### ENTRIES SUPPLIED ###
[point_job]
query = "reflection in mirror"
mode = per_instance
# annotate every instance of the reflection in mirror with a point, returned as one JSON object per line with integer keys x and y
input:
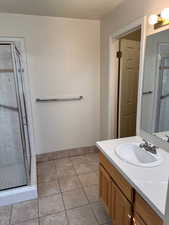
{"x": 155, "y": 94}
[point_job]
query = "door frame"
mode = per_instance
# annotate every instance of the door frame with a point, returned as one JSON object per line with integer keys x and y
{"x": 112, "y": 115}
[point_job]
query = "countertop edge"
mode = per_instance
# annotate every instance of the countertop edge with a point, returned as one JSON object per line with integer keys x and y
{"x": 132, "y": 183}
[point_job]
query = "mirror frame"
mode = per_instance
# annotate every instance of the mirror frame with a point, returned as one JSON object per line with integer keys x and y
{"x": 159, "y": 142}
###
GOAL OF THE EXERCISE: Copy every line of the records above character for character, leaving out the pictures.

WRITTEN RESPONSE:
[point_job]
query = "reflection in mirror"
mode = per_instance
# annotate every instance of the reflection in mirror with a point, returned as one JSON object per line with integer keys x and y
input:
{"x": 155, "y": 94}
[point_job]
query = "door frame"
mode = per_instance
# annotate every instance of the door frame with a point, returned as one JSON object per line with integer keys x and y
{"x": 112, "y": 115}
[point_job]
query = "countertop edge"
mode = per_instance
# annotate every instance of the countertop edge with a point, returned as one JSON object per line with integer keys x and y
{"x": 132, "y": 183}
[point_job]
query = "mirror frame"
mode = per_instance
# annotate every instance of the mirror frame with a point, returned as one JSON object per line with integer keys x and y
{"x": 159, "y": 142}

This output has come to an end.